Stated task →
Copy each of the following entries line for line, with no changes.

Source records →

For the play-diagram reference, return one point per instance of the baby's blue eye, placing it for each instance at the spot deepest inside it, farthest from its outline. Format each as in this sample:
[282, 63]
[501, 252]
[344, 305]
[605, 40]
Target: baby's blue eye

Task output →
For the play-diagram reference, return one point per instance of the baby's blue eye, placing it for each instance at the spot deepest inside it, farthest from its outline. Format each as in this sample:
[282, 63]
[501, 252]
[344, 305]
[605, 40]
Target: baby's blue eye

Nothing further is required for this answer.